## Cosa fare
A: Nel brano estratto sulla scuola di italiano di Albenga, spiega perché la scuola svolge un ruolo suppletivo a pubbliche carenze. Rispondi in una o due frasi.
B: Prosegui il testo sulla scuola di italiano per rifugiati di Albenga a partire dal punto in cui si interrompe.
═══ Brano estratto ═══
Imparare la lingua italiana è il primo passo verso l'inclusione.
Post di Gian Maria Zavattaro

Katholieke Illustratie
(settimanale olandese), 
Autore ignoto, Emigranti, 1894
Siamo un gruppo di volontari, credenti e non credenti: Giorgio (diacono),  don Edmondo (presbitero, Direttore dell’Ufficio diocesano Migrantes), Claudio (responsabile di “Noi siamo”), Elena (segretaria e codocente) Gian Maria (docente), Giuliano (coordinatore), Joulie (segretaria e codocente), Letizia (docente),  Lucia (segretaria e codocente), Marina (docente), Monica (docente),  Rosa (segretaria), Rosella (docente).
Insieme abbiamo deciso di dar vita,  sotto l’egida dell’Ufficio diocesano “Migrantes” diretto prima da Giorgio ed ora da don Edmondo,  ad una scuola di italiano rivolta  in primo luogo ai rifugiati  accolti nello Sprar e Cas di Albenga, ma aperta a tutti, stranieri e cittadini italiani interessati ad imparare od approfondire la lingua italiana. Alcuni di noi da anni erano operativi; come “scuola Migrantes” lo siamo  dal marzo 2018.
Ciò che unisce noi volontari - ognuno  con la sua identità e diversità - è il valore dell’accoglienza, cioè la volontà di vivere una concreta  consapevole solidarietà (“l’altro non mi è indifferente”) mettendo a disposizione competenze e conoscenze a chi è fuggito dalla guerra dalla fame da violenze inenarrabili  perché possa assicurarsi il possesso della parola (la lingua italiana) condizione indispensabile per prevenire la marginalizzazione, consentire una reale inclusione ed appartenenza alla comunità territoriale, cercare e trovare un  lavoro dignitoso, esercitare i diritti e doveri di cittadinanza attiva nel segno di una reciproca integrazione culturale sociale valoriale, rispettosa sia di ogni identità e differenza sia del nostro contesto culturale, storico, giuridico.
La scuola di fatto svolge anche un ruolo suppletivo a pubbliche carenze: il CPIA di Albenga, per quanto ci risulta, non accoglie stranieri adulti analfabeti o semianalfabeti.
═══ Voci fornite ═══
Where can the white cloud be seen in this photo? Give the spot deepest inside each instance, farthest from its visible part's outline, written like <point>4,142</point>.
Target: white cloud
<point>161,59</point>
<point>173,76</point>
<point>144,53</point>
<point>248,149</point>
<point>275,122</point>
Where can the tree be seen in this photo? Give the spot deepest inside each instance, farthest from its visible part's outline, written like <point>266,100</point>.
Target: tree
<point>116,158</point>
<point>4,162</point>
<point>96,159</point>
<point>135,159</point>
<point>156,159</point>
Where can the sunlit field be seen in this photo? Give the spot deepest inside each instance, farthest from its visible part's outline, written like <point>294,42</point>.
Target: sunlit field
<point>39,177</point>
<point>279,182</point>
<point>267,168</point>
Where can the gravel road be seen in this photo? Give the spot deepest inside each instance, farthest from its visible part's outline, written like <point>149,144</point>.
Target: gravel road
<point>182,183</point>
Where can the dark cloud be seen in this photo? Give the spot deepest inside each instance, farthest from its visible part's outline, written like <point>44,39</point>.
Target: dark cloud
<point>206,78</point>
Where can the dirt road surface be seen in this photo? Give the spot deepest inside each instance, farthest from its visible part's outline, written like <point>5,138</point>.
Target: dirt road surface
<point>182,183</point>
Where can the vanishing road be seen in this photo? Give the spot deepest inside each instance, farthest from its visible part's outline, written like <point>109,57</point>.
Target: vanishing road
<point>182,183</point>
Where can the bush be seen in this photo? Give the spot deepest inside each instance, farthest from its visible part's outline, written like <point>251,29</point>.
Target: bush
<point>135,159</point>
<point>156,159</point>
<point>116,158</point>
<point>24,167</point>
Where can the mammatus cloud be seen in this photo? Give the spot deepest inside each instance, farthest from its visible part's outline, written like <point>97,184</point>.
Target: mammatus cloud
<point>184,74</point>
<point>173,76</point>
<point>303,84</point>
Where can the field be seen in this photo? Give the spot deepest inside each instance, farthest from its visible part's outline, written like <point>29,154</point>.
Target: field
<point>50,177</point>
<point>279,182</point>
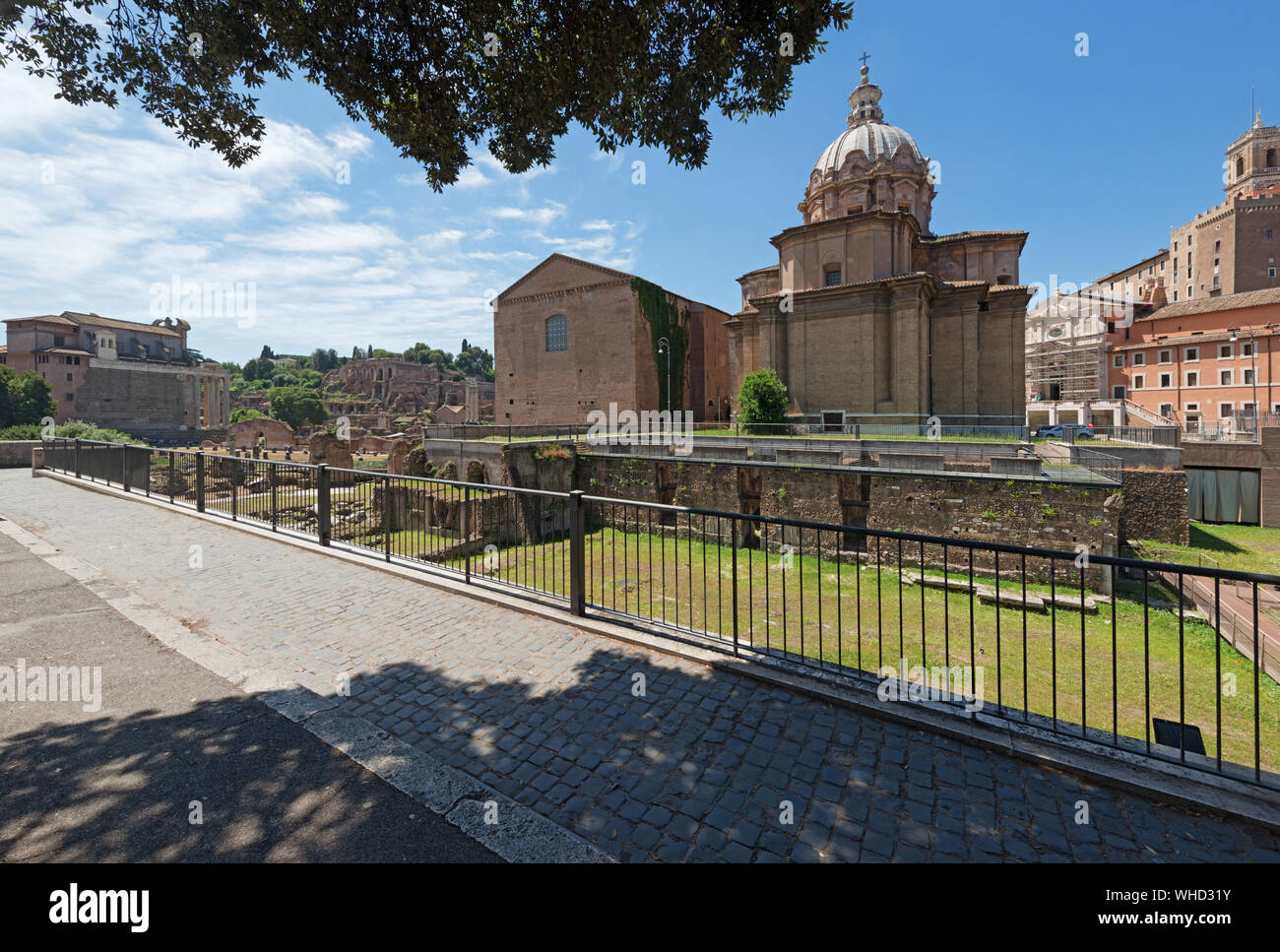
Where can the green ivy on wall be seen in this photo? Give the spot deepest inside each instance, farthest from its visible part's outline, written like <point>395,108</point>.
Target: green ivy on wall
<point>666,320</point>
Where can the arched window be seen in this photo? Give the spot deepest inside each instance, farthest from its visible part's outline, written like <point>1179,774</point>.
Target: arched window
<point>557,333</point>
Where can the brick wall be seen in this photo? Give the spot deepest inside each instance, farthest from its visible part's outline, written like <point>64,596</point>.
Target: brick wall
<point>1155,506</point>
<point>1019,512</point>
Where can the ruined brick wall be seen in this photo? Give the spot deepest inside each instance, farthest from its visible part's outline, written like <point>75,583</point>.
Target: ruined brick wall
<point>1155,506</point>
<point>132,401</point>
<point>1016,512</point>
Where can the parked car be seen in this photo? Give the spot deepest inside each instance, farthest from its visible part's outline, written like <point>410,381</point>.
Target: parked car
<point>1065,431</point>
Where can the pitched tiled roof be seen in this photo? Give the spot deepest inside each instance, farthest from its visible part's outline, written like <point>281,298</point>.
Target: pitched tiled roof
<point>963,235</point>
<point>1227,302</point>
<point>98,321</point>
<point>45,317</point>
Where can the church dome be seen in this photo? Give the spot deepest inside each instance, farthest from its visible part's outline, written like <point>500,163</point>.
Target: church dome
<point>841,184</point>
<point>868,132</point>
<point>873,140</point>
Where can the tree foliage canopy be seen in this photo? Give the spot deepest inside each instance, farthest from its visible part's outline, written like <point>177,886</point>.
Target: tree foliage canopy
<point>297,406</point>
<point>25,398</point>
<point>433,77</point>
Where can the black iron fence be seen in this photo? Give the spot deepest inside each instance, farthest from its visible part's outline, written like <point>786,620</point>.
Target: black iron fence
<point>1160,660</point>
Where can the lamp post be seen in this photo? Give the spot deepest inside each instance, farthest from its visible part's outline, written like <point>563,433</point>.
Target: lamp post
<point>665,347</point>
<point>1253,362</point>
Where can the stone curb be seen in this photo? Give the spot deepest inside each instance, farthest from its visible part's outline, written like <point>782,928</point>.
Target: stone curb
<point>1159,781</point>
<point>519,835</point>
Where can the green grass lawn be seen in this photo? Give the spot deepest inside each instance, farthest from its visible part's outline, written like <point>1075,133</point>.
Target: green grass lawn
<point>864,618</point>
<point>1238,547</point>
<point>868,435</point>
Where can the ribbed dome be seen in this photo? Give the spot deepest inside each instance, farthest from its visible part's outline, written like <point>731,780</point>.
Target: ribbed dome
<point>873,140</point>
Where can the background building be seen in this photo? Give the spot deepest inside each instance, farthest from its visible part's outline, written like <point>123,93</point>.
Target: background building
<point>137,378</point>
<point>868,312</point>
<point>571,337</point>
<point>1080,347</point>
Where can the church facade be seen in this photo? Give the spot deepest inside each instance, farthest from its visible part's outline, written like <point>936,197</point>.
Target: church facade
<point>868,314</point>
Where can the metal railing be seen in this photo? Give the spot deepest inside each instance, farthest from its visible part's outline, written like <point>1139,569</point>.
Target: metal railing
<point>1143,435</point>
<point>1147,658</point>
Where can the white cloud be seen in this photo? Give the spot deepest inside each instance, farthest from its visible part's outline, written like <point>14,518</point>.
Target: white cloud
<point>541,217</point>
<point>129,205</point>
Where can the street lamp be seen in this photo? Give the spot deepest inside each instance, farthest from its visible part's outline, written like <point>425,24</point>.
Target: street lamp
<point>665,347</point>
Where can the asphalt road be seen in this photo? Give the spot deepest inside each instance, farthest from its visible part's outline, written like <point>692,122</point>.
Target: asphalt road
<point>122,784</point>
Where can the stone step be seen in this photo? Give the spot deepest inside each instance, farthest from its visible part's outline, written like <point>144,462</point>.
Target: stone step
<point>1010,599</point>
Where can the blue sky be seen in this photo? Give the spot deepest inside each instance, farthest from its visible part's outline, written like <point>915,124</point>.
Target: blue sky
<point>1097,157</point>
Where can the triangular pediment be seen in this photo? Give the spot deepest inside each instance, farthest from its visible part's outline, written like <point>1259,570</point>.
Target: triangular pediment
<point>559,273</point>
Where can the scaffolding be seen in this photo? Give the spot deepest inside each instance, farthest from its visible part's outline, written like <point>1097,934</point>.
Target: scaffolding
<point>1066,370</point>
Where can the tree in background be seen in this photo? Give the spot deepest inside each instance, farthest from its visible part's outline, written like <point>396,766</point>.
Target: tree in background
<point>436,80</point>
<point>25,398</point>
<point>297,406</point>
<point>762,402</point>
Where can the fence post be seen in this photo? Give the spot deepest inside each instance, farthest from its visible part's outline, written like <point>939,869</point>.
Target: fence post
<point>734,546</point>
<point>387,517</point>
<point>576,553</point>
<point>465,530</point>
<point>200,481</point>
<point>323,503</point>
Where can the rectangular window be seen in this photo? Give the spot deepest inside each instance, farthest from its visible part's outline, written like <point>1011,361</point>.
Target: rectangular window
<point>557,333</point>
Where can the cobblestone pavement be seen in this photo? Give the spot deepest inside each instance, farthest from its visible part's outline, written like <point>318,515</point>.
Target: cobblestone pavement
<point>700,768</point>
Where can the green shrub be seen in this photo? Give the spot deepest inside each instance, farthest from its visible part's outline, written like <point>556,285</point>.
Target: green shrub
<point>762,402</point>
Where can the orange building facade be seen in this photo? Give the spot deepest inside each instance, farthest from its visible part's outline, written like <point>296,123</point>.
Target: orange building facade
<point>1208,366</point>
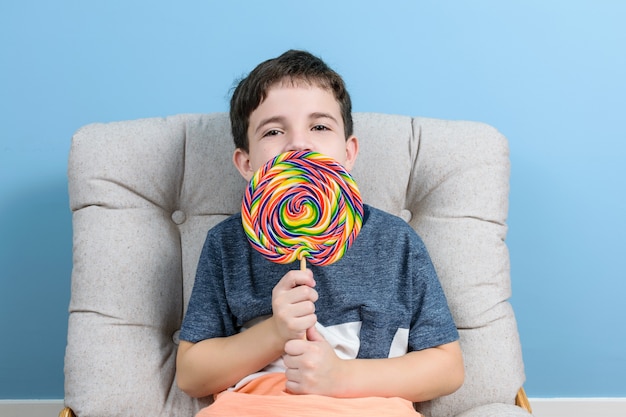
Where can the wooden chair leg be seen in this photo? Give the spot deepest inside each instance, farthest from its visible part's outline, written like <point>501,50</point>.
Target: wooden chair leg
<point>521,400</point>
<point>67,412</point>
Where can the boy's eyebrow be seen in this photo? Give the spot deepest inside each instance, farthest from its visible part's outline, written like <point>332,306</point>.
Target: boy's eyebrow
<point>320,115</point>
<point>272,119</point>
<point>281,119</point>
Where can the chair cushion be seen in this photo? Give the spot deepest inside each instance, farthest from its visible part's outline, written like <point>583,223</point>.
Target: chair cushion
<point>145,192</point>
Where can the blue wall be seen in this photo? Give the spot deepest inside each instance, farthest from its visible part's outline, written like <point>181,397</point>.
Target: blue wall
<point>549,74</point>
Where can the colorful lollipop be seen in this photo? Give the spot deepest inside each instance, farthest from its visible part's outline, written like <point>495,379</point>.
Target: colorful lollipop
<point>302,205</point>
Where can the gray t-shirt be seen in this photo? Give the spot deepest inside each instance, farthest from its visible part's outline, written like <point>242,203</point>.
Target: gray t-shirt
<point>382,299</point>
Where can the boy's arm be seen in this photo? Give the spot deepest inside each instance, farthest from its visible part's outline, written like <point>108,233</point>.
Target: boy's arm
<point>213,365</point>
<point>417,376</point>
═══
## Compiti svolti
A: La scuola svolge un ruolo suppletivo perché, per quanto risulta ai volontari, il CPIA di Albenga non accoglie stranieri adulti analfabeti o semianalfabeti. La scuola colma quindi questa carenza del servizio pubblico.

B:
Sia ben chiaro: la nostra non è scuola dello “scarto”. E’ certamente degli “ultimi e dei penultimi”,  ma è soprattutto:
-  luogo di  forti  richiami  all’ospitalità  dello “straniero”,
- luogo della realizzazione del diritto di ogni persona allo studio ed all’apprendimento sino all’eccellenza,
- luogo in cui a fare il buon insegnante non vale solo il possesso di requisiti formali ma, sulle scia di don Milani, conta l’intensità del “far scuola”, l’I Care, la passione di educare, la capacità di leggere negli sguardi dei nostri “studenti” i loro bisogni, reinventando ogni giorno l’ambiente classe e la relazione didattica, adattando  la nostra azione  alle forze ed alle debolezze di ciascuno, perché ognuno possa emozionarsi,  sorprendersi, andare oltre, fare un passo avanti nella scalata delle difficoltà dell’integrazione. 
- luogo in cui si annuncia la speranza e in cui “si vede quel che non è ancora e che sarà, si ama quel che non è ancora e che sarà”. 
- luogo dove si fa sul serio cultura, che è “possedere la parola e appartenere alla comunità”.
- luogo della reciproca integrazione perché insegnare italiano ai nostri rifugiati significa al tempo stesso imparare, essere educatori ed educandi,  dare e ricevere. 
- luogo in cui  è fondamentale il clima di relazione empatica, di reciproca fiducia e comprensione, ma anche di precise regole da rispettare. 
- luogo in cui si testimonia nell’agire quotidiano un  modello critico alternativo a quello del mercato e del profitto individualistico: la gratuità, modalità relazionale ricca complessa anche paradossale come l’amicizia, la fiducia, l’ospitalità, il prendersi cura dell’altro.
La nostra scuola accetta chiunque si presenta, a qualsiasi cultura o fede od etnia appartiene, ogni giorno riproponendo un clima conviviale che invita all’impegno ed alla fatica con la forza del sorriso, che non teme le differenze, che anzi sa gestirle, che fa delle nostre ore un reciproco dono da condividere insieme dove  nessuno viene relegato in un angolo.
Siamo una bella squadra. Ma una piccola squadra.
Abbiamo bisogno di volontari giovani adulti ed anziani che vogliano camminare insieme a noi ed i nostri amici rifugiati. C’è posto per tutti,  anche per chi ci sta leggendo in questo momento, soprattutto se giovani, anche per coloro che si sentono impreparati ad insegnare o a svolgere compiti di segreteria o a partecipare al dialogo interculturale. Nessuno è e sarà mai lasciato solo. I volontari già operanti sapranno  gradualmente introdurre, aiutare, seguire nei primi tempi e, se il caso, consigliare i nuovi volontari.. Una bella avventura camminare insieme tra amici! 

Questo articolo è già stato pubblicato sul "Notiziario diocesano Caritas", aprile 2019.

2 commenti:

  1. Se abitassi lì vicino - e se fossi già in pensione - vi direi: ci sono anch'io a dare una mano. Vi sono vicina col cuore e con la mia benedizione.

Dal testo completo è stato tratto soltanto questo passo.